Excerpts from segmentation records
-=-=-

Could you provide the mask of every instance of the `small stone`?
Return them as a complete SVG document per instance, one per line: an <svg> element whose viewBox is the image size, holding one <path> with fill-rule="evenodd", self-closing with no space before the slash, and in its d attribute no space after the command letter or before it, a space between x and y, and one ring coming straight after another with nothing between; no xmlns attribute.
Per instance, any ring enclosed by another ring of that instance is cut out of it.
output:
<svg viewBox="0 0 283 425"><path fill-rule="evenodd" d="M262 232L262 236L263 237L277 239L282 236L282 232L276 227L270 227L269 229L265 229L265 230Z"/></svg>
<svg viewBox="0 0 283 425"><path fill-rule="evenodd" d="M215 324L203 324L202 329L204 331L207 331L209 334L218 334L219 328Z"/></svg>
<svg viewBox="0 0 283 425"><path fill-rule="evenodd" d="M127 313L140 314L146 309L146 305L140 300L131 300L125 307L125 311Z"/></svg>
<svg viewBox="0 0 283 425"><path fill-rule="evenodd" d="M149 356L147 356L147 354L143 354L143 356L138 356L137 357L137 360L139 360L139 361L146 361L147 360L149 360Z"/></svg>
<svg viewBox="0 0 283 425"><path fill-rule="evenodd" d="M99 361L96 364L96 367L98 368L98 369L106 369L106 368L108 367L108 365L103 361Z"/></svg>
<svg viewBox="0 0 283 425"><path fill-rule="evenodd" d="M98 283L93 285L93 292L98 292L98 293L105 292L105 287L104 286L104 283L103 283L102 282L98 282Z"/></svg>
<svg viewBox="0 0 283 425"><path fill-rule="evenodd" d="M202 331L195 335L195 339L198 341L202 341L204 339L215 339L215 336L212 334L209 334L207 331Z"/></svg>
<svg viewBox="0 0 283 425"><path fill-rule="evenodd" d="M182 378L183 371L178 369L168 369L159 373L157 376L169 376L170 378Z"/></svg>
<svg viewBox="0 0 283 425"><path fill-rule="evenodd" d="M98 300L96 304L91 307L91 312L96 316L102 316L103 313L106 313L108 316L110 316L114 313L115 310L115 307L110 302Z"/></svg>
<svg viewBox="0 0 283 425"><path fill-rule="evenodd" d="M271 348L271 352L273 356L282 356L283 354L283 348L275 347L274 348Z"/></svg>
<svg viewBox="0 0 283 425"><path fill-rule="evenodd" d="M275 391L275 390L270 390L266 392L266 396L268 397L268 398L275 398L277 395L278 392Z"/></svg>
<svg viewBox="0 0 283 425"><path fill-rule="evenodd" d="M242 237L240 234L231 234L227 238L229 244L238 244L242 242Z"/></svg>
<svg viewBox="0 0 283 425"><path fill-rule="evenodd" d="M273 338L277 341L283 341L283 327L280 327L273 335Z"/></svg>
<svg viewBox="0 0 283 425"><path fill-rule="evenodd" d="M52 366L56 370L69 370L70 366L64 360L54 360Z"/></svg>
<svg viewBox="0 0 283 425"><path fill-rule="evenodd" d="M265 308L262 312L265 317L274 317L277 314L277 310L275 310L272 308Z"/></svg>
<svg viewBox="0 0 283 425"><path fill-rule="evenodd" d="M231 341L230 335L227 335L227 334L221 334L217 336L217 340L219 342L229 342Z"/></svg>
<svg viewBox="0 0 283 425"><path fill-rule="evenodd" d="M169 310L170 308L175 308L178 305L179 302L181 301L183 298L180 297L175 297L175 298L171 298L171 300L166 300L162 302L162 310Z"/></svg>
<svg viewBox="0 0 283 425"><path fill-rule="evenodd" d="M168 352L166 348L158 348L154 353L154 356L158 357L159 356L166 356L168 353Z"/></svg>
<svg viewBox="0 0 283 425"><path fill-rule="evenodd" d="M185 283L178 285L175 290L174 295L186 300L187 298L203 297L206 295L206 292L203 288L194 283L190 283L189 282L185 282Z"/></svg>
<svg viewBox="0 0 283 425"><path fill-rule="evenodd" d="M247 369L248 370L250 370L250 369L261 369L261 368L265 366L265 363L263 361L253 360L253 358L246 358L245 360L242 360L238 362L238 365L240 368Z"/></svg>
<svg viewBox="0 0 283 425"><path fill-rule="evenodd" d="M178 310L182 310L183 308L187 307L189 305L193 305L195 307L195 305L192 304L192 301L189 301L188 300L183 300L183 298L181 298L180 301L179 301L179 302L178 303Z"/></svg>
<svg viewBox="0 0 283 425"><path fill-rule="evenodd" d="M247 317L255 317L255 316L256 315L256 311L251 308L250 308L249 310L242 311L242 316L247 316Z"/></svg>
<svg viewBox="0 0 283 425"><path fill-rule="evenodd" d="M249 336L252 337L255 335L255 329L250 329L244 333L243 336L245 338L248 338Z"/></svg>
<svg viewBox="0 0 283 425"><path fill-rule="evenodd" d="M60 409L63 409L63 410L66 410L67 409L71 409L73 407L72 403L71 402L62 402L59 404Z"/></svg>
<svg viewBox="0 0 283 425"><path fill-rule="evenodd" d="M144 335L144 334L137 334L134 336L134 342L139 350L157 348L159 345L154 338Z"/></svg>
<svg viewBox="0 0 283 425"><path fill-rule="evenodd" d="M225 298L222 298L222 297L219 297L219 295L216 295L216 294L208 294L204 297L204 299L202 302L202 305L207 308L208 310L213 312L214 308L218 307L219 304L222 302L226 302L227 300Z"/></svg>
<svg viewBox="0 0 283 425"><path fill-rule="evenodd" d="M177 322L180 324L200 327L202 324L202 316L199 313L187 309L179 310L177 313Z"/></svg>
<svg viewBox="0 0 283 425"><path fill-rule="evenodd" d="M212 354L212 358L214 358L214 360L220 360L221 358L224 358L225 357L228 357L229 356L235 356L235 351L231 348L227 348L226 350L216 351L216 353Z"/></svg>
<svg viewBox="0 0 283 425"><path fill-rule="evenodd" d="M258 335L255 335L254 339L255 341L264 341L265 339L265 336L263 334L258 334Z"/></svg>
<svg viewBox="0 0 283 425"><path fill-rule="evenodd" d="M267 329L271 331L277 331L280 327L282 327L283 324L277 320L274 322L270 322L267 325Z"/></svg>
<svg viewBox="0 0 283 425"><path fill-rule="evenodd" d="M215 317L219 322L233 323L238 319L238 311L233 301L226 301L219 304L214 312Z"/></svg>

-=-=-

Aim
Rename "small stone" to "pebble" in everything from the start of the items down to the line containing "331L195 335L195 339L198", and leave the rest of those lines unchanged.

Result of this exercise
Could you provide the mask of every instance of the `pebble`?
Return them as a complete SVG document per instance, one per line: an <svg> element whose viewBox is the image size, holding one <path> with fill-rule="evenodd", self-closing with no space before the slash, and in its d attribute no space after the command letter or before it, a space between x and y, and one ring coming straight after another with nothing between; no xmlns attribute.
Per instance, any ring enclosed by another ring of that instance is cut out of it.
output:
<svg viewBox="0 0 283 425"><path fill-rule="evenodd" d="M262 232L262 236L263 237L277 239L282 236L282 232L276 227L270 227L269 229L265 229L265 230Z"/></svg>
<svg viewBox="0 0 283 425"><path fill-rule="evenodd" d="M215 324L203 324L202 329L204 331L207 331L209 334L218 334L219 328Z"/></svg>
<svg viewBox="0 0 283 425"><path fill-rule="evenodd" d="M127 313L140 314L146 309L146 305L140 300L131 300L125 307L125 311Z"/></svg>
<svg viewBox="0 0 283 425"><path fill-rule="evenodd" d="M149 356L147 356L147 354L143 354L143 356L138 356L137 357L137 360L139 360L139 361L146 361L147 360L149 360Z"/></svg>
<svg viewBox="0 0 283 425"><path fill-rule="evenodd" d="M99 361L96 364L96 367L98 368L98 369L106 369L106 368L108 367L108 365L103 361Z"/></svg>
<svg viewBox="0 0 283 425"><path fill-rule="evenodd" d="M98 283L93 285L93 292L98 292L98 293L105 292L105 287L104 286L104 283L103 283L102 282L98 282Z"/></svg>
<svg viewBox="0 0 283 425"><path fill-rule="evenodd" d="M202 331L195 335L195 339L198 341L202 341L204 339L215 339L215 336L212 334L209 334L207 331Z"/></svg>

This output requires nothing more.